Separation of Church and State: A Baptist Understanding!

“Wall of separation” is the exact phrase used by Thomas Jefferson in his letter to the Danbury Baptists, whereas “separation church and state” is the popular phraseology. My use of these phrases in this article should not be construed in any way as an endorsement of either agreeing with them or using them. I actually argue for Christians to disabuse ourselves from using them as a gloss of the First Amendment. For when it is so used, it is at best a tawdry and misleading replacement of the amendment’s beautiful words, “Congress shall make no law respecting an establishment of religion, or prohibiting the free exercise thereof.” I use it only because the article necessitates that I do.

In the 1947 Everson v. Board of Education case (1947 – 330 U.S.1), the Supreme Court applied the establishment[1] clause to the states. It also imbued this guarantee with a firm Separationist reading. Justice Hugo Black’s words for the Everson majority proved a prophetic distillation of the establishment cases for the next four decades: “The establishment of religion clause of the First Amendment means at least this: Neither a state nor the Federal Government can set up a church. Neither can pass laws which aid one religion, aid all religions, or prefer one religion over another. In the words of Jefferson, the clause against establishment of religion by law was intended to erect “a wall of separation between church and state.”[2] (italics added)

## AIM OF THE EXERCISE
Print the part of the church-and-state passage from "Separation of Church" to "necessitates that I do." word for word.

Entries taken from a collection:
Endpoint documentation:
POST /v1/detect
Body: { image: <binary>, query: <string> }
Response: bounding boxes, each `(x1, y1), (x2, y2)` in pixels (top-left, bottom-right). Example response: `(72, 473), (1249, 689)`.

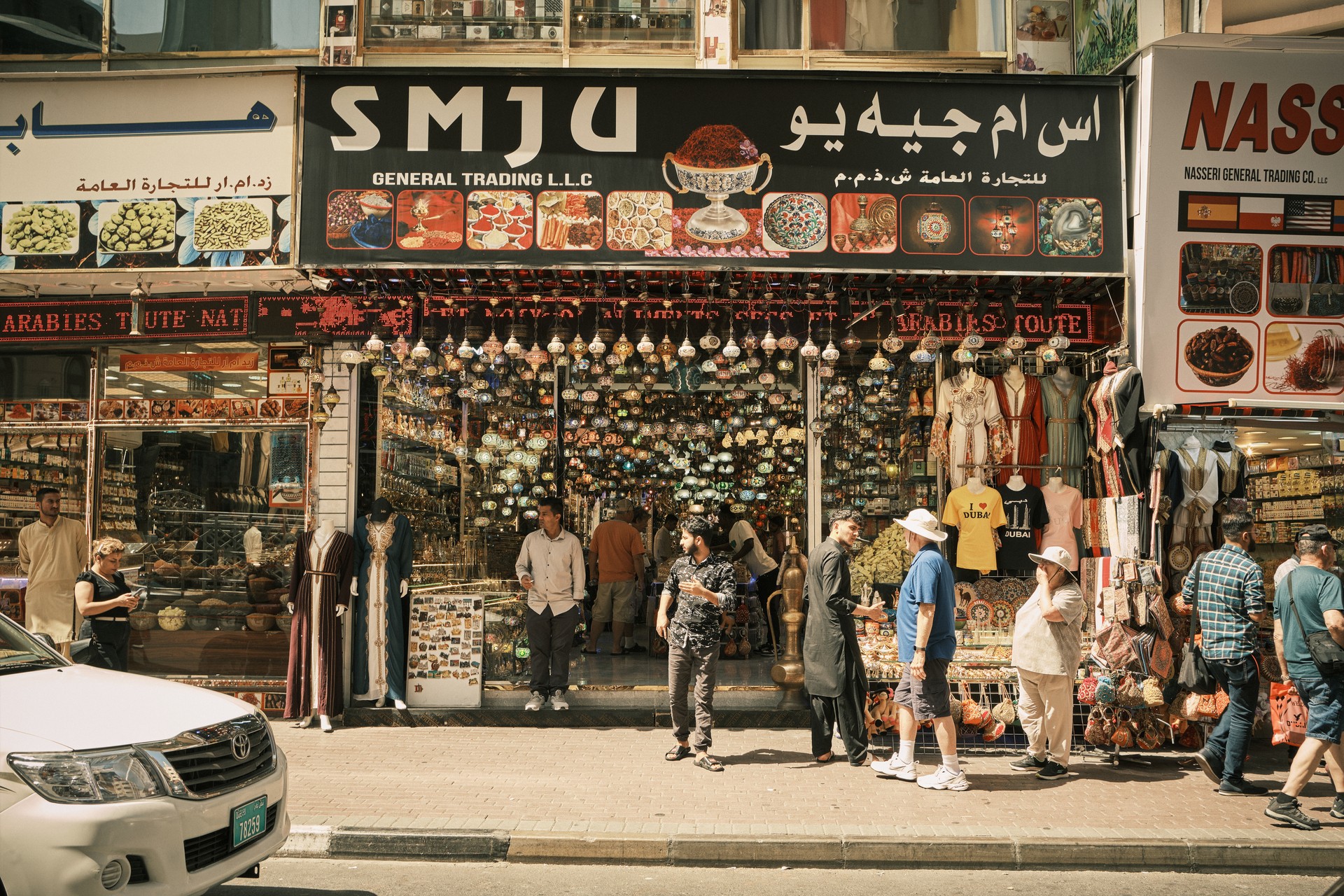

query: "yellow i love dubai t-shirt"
(942, 485), (1008, 570)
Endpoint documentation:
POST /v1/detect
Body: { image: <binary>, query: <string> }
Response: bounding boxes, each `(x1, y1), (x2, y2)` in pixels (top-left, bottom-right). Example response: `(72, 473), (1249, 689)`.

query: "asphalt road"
(209, 858), (1335, 896)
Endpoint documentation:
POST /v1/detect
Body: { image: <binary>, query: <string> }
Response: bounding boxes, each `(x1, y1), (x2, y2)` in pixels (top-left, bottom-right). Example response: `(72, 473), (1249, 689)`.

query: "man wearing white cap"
(1011, 547), (1087, 780)
(872, 507), (970, 790)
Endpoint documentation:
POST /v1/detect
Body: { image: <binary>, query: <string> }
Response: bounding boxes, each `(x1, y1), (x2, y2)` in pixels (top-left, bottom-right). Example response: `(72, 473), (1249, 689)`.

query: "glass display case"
(570, 0), (696, 52)
(364, 0), (564, 52)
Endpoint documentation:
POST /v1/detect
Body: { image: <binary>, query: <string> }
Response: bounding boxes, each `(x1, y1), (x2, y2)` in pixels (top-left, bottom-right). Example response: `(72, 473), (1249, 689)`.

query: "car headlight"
(9, 748), (167, 804)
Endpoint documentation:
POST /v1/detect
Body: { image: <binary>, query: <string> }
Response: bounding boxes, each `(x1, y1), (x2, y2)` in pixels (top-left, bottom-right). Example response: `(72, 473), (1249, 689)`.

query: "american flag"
(1284, 199), (1331, 230)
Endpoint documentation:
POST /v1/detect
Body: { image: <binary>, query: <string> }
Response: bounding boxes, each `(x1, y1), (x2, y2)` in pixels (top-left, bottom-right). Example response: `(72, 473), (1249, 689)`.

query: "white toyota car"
(0, 615), (289, 896)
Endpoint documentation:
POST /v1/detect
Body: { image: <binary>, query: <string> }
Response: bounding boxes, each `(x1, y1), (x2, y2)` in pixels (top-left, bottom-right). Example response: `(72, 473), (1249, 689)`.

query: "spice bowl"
(663, 153), (774, 243)
(1185, 348), (1255, 388)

## TASK RESULT
Separation of Church and State: A Baptist Understanding!

“Wall of separation” is the exact phrase used by Thomas Jefferson in his letter to the Danbury Baptists, whereas “separation church and state” is the popular phraseology. My use of these phrases in this article should not be construed in any way as an endorsement of either agreeing with them or using them. I actually argue for Christians to disabuse ourselves from using them as a gloss of the First Amendment. For when it is so used, it is at best a tawdry and misleading replacement of the amendment’s beautiful words, “Congress shall make no law respecting an establishment of religion, or prohibiting the free exercise thereof.” I use it only because the article necessitates that I do.